#### Aim of the exercise
Please reproduce the part of the RDF practice text that opens with the words containing "Descriptions of current" and closes with "they have encountered.", renaming "Hydra adopters" to "Hydra implementers".

#### Excerpt provided
━━━━━━

Descriptions of current RDF practice

This document describes current (as of October 2013) practices of Hydra adopters who use RDF (beyond the context of RELS-EXT/-INT), including vocabularies, ontologies, infrastructure, and tools used.  In addition, it surfaces challenges and gaps they have encountered.

 

Sufia

Sufia uses RDF for descriptive metadata and for controlled vocabularies.  The terminology for descriptive metadata within Sufia is largely based on the Dublin Core Terms vocabulary, drawing other elements from FOAF (Friend of a Friend), and RDFS (RDF Schema).  Descriptive metadata is by default stored in Fedora as a managed datastream and may be serialized in the plain-text NTriples format or in RDF/XML.  (Other serializations such as Turtle may soon be added.)  Sufia provides tools ("rake" tasks) for harvesting and caching RDF-based controlled vocabularies, such as LCSH (Library of Congress Subject Headings), Lexvo (languages and language families), and Library of Congress Genres. Once harvested, these vocabularies may be incorporated into descriptive metadata as values and may be hooked to web-based form fields to provide authority control or "authority suggestion."

Gaps

Implementers should have an option to store either or both the URIs and terms from controlled vocabularies in their metadata, and if URIs are chosen, there should be tools for resolving those URIs into terms for display purposes.

━━━━━━

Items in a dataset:
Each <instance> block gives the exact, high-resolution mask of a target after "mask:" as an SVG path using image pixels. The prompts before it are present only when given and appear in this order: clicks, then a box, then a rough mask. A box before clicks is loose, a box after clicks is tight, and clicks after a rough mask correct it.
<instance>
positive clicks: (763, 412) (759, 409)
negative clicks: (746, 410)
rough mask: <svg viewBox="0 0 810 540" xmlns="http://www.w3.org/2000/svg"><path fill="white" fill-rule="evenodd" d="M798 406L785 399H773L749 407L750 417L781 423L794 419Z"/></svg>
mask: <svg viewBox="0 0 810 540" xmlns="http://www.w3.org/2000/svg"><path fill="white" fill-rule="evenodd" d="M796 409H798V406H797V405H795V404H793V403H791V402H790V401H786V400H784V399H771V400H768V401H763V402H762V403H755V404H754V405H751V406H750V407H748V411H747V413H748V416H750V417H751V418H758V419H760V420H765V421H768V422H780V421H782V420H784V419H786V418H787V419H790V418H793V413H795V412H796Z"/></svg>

━━━━━━

#### Task solution
Descriptions of current RDF practice

This document describes current (as of October 2013) practices of Hydra implementers who use RDF (beyond the context of RELS-EXT/-INT), including vocabularies, ontologies, infrastructure, and tools used.  In addition, it surfaces challenges and gaps they have encountered.